--- Start of SELECTED PASSAGE ---

Stony Brook University Mathematics Department

1. The general second order homogeneous linear differential equation with constant coefficients looks like

\begin{displaymath}Ay'' + By' + Cy =0,\end{displaymath}

where $y$ is an unknown function of the variable $x$, and $A$, $B$, and $C$ are constants. If $A=0$ this becomes a first order linear equation, which we already know how to solve. So we will consider the case $A \neq 0$. We can divide through by $A$ and obtain the equivalent equation

\begin{displaymath}y'' + by' + cy = 0\end{displaymath}

where $b=B/A$ and $c=C/A$.

``Linear with constant coefficients'' means that each term in the equation is a constant times $y$ or a derivative of $y$. ``Homogeneous'' excludes equations like $y'' + by' + cy =f(x)$ which can be solved, in certain important cases, by an extension of the methods we will study here.



2. In order to solve this equation, we guess that there is a solution of the form

\begin{displaymath}y=e^{ \lambda x},\end{displaymath}

where $\lambda$ is an unknown constant. Why? Because it works!

--- End of SELECTED PASSAGE ---
--- Start of SUPPLIED ENTRIES ---

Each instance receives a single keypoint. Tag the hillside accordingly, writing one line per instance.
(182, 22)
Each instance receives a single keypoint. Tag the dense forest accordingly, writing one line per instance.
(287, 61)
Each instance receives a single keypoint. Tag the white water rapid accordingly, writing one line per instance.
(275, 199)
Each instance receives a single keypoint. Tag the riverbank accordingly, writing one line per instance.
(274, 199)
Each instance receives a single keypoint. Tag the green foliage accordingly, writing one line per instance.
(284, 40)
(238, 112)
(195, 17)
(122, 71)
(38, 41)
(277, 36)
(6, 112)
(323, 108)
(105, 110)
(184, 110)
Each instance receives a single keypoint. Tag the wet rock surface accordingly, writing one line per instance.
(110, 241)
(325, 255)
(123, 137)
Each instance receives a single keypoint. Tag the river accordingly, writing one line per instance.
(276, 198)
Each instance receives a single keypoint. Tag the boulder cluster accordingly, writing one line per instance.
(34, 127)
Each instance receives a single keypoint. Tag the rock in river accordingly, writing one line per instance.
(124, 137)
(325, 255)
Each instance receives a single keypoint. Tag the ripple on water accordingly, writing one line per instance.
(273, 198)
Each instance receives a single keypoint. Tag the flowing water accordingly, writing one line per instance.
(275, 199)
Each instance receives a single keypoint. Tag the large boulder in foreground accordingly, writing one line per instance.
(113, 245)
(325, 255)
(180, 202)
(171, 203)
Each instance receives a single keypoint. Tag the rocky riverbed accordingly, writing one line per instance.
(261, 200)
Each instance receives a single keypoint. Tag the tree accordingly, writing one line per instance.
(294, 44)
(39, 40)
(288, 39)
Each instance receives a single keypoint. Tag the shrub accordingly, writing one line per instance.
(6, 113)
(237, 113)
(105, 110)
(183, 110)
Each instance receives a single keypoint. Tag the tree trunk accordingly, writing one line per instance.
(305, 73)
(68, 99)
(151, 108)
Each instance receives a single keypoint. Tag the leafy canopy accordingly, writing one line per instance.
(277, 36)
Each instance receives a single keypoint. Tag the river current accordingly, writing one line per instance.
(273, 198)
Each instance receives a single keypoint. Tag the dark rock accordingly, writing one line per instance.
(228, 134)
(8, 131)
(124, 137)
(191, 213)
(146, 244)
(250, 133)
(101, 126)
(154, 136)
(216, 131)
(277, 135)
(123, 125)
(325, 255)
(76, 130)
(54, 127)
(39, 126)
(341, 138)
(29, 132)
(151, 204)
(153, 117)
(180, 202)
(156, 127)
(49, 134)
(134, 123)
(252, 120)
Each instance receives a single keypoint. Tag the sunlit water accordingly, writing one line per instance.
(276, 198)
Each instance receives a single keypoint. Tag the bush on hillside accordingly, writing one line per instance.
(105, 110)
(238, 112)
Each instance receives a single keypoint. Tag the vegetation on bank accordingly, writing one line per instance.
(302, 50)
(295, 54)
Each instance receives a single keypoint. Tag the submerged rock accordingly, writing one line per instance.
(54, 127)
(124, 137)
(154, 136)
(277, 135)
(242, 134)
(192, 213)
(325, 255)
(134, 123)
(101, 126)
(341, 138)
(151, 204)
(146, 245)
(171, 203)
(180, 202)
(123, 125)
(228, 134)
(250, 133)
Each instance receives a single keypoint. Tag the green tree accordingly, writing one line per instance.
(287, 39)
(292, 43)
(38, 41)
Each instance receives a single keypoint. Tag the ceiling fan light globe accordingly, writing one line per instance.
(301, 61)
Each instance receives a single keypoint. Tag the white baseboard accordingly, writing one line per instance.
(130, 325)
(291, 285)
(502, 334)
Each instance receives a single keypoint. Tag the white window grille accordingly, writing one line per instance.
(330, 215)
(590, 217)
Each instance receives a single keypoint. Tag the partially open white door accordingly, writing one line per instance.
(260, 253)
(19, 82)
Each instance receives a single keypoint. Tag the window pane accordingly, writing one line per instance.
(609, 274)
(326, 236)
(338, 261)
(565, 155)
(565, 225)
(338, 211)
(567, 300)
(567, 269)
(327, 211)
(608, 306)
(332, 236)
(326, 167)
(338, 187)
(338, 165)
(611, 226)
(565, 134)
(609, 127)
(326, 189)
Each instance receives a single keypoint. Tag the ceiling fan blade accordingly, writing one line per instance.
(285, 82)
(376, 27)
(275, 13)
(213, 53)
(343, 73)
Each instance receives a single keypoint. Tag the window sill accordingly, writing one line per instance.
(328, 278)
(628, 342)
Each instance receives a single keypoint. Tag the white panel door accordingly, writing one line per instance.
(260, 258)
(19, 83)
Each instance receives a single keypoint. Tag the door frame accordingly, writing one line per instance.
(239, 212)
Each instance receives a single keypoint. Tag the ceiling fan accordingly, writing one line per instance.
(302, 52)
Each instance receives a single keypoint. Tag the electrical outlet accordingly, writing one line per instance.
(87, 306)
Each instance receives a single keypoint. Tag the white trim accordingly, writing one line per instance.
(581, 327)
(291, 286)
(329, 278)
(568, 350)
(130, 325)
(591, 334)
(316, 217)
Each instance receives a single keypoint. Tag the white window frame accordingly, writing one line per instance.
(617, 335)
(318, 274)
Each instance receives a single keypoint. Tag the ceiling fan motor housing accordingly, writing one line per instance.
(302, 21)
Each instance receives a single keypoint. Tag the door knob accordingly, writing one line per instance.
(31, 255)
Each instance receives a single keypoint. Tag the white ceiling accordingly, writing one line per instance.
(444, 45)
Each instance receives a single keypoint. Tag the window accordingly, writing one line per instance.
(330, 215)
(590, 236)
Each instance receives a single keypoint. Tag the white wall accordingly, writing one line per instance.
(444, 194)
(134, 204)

--- End of SUPPLIED ENTRIES ---
--- Start of SUPPLIED ENTRIES ---

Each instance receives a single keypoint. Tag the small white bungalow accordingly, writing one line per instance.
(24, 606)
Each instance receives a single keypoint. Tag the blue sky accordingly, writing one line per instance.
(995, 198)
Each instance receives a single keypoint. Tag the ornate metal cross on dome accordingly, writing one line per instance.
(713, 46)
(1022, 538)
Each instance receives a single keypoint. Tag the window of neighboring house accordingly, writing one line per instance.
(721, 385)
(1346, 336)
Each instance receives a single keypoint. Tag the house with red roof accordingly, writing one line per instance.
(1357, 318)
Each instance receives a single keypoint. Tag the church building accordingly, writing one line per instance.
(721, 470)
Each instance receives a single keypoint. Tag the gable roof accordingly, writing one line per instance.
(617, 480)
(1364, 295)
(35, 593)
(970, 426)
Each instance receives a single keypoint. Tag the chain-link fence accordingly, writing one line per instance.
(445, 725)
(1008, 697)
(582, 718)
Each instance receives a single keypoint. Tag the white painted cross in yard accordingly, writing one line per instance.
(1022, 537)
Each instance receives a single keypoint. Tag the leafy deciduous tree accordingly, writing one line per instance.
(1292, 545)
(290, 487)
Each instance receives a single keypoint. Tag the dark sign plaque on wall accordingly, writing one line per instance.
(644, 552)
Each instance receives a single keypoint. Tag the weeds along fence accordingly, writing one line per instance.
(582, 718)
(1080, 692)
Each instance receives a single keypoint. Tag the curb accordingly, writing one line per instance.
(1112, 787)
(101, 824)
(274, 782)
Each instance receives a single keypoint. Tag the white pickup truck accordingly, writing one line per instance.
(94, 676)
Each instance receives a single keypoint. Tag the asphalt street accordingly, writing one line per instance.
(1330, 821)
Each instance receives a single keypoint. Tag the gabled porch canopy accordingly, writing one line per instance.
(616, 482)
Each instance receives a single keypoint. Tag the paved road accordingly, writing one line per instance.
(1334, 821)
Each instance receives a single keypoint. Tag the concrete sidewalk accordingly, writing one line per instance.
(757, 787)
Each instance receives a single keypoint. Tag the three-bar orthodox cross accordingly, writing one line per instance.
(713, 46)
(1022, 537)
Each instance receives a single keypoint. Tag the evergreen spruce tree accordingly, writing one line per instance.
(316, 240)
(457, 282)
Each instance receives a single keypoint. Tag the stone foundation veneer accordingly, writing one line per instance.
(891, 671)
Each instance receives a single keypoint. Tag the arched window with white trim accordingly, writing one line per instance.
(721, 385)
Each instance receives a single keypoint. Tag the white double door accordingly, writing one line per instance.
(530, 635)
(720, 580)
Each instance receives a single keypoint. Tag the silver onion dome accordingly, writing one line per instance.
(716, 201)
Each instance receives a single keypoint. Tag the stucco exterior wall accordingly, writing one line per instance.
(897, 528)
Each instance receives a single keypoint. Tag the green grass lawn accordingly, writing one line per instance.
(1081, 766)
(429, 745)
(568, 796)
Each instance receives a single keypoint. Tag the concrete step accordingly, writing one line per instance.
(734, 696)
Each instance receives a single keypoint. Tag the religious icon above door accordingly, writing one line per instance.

--- End of SUPPLIED ENTRIES ---

STATED EXERCISE 1: Reproduce everything in the differential equations passage from "Stony Brook University" down to "where $b=B/A$ and $c=C/A$.".
STATED EXERCISE 2: Resume the passage on second order linear differential equations, writing on from its last sentence.

FINAL ANSWER 1:
Stony Brook University Mathematics Department

1. The general second order homogeneous linear differential equation with constant coefficients looks like

\begin{displaymath}Ay'' + By' + Cy =0,\end{displaymath}

where $y$ is an unknown function of the variable $x$, and $A$, $B$, and $C$ are constants. If $A=0$ this becomes a first order linear equation, which we already know how to solve. So we will consider the case $A \neq 0$. We can divide through by $A$ and obtain the equivalent equation

\begin{displaymath}y'' + by' + cy = 0\end{displaymath}

where $b=B/A$ and $c=C/A$.

FINAL ANSWER 2:
We substitute $y=e^{\lambda x}$ in our equation. This gives

\begin{displaymath}\lambda^2 e^{\lambda x}+b\lambda e^{\lambda x}+ce^{\lambda x}=0.\end{displaymath}

Since $e^{\lambda x}$ is never zero, we can divide through and get the equation

\begin{displaymath}\lambda^2 + b\lambda + c = 0.\end{displaymath}

Whenever $\lambda$ is a solution of this equation, $y=e^{\lambda x}$ will automatically be a solution of our original differential equation, and if $\lambda$ is not a solution, then $y=e^{\lambda x}$ cannot solve the differential equation. So the substitution $y=e^{\lambda x}$ transforms the differential equation into an algebraic equation!



Example 1. Consider the differential equation

\begin{displaymath}y''-y=0.\end{displaymath}

Plugging in $y=e^{\lambda x}$ give us the associated equation

\begin{displaymath}\lambda^2-1=0,\end{displaymath}

which factors as

\begin{displaymath}(\lambda + 1)(\lambda -1) = 0;\end{displaymath}

this equation has $\lambda=1$ and $\lambda=-1$ as solutions. Both $y=e^x$ and $y=e^{-x}$ are solutions to the differential equation $y''-y=0$. (You should check this for yourself!)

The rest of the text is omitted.